(Stored rows):

** BEGIN **

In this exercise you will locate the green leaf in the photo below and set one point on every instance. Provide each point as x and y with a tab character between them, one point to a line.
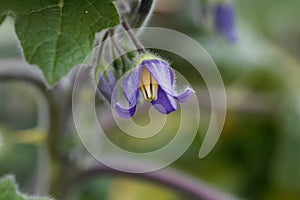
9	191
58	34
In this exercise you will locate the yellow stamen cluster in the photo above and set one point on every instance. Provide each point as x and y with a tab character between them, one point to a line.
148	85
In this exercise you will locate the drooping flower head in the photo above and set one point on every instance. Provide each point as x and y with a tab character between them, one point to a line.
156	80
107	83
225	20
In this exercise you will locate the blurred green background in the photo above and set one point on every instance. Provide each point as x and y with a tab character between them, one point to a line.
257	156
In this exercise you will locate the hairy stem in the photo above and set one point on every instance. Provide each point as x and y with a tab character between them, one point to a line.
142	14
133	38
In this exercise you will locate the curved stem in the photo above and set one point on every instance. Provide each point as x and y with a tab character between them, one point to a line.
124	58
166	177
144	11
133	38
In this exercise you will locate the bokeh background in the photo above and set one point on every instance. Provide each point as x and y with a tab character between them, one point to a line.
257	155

** END **
** BEGIN **

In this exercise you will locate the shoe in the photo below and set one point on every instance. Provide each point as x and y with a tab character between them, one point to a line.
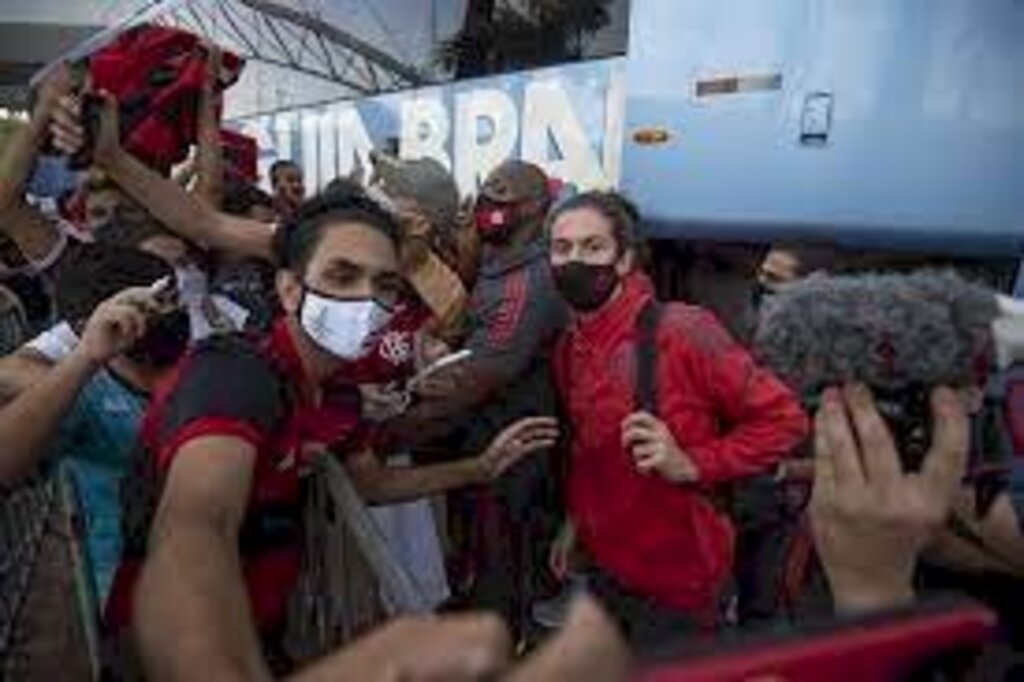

** END **

(Requirements): Select every line in the data above that contains the word "each", and copy those lines in full.

(Exercise solution):
In this exercise you will locate the green leaf in the photo below and set one point on every instance. Provide each point as x and y with a tab character between them, one point to a line.
In this exercise you will locate the yellow stamen cluster in the photo above and set one point on every instance. Provide each point as x and y with a tab character between them, one point to a line.
In this exercise you will locate the drooping flower head in the photo above and set one point on every instance. Provide each point as x and y with a tab character between them, one point to a line.
In this exercise you will locate the blurred green background in the photo above and set one point on every instance. Provide each point as x and y with a tab character between them, one point to a line.
In this exercise you will locate the hairy stem in the photo above and set one point on every instance. Provide each point as x and y with a tab character between them, one point to a line.
In this exercise you will locate the curved stem in the photo above and set one point on every instance. Provide each point as x and y with a tab character between them, one point to a line.
In this exercise you will locate the bokeh background in the photo above and set one point on every instance. Provide each point as x and y with a tab character between them, one point to a line.
In this exercise you will locate the shoe in the photo below and set one point on every instance. Provide each point as x and y with a tab character between them, one point to a line.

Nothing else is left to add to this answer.